(Excerpts from a pointing dataset)
+--

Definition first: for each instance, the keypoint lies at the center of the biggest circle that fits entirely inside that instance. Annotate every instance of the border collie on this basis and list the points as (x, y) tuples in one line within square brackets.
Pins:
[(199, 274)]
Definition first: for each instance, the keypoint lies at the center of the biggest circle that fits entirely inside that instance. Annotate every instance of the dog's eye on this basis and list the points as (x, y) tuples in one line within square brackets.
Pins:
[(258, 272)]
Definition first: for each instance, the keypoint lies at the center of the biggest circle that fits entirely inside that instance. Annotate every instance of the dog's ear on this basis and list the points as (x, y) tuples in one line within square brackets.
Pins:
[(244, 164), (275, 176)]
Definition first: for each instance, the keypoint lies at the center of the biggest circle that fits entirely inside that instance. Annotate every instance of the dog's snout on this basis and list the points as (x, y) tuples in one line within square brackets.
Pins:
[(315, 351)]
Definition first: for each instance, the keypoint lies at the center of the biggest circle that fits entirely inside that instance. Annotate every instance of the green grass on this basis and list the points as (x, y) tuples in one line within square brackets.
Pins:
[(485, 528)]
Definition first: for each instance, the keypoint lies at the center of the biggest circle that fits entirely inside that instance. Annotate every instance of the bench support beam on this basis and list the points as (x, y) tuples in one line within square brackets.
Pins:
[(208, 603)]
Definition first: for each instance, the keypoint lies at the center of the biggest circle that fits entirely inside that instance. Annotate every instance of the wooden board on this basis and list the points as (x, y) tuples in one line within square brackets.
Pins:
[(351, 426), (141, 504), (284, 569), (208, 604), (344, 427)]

+--

Exercise instructions: Can you set out the entries as a numbered list, starting at the line that contains "of the bench" and ending at the final line of the entries, with any blank lines omitted?

Response below:
1. Definition first: for each instance, the keypoint lies at the center of the biggest circle that fits entirely inside that instance. Annotate every instance of the bench support beam on this basis and list the points as (x, y) tuples in one line within square brackets.
2. Pins:
3. [(208, 603)]
4. Definition first: for each instance, the keypoint lies at the center of the biggest circle that fits entirely inside that instance. Annotate every instance of the wooden board on this basis and list the points as (x, y) tuples in one line within square brackets.
5. Pins:
6. [(351, 426), (141, 504), (284, 569), (208, 604), (344, 427)]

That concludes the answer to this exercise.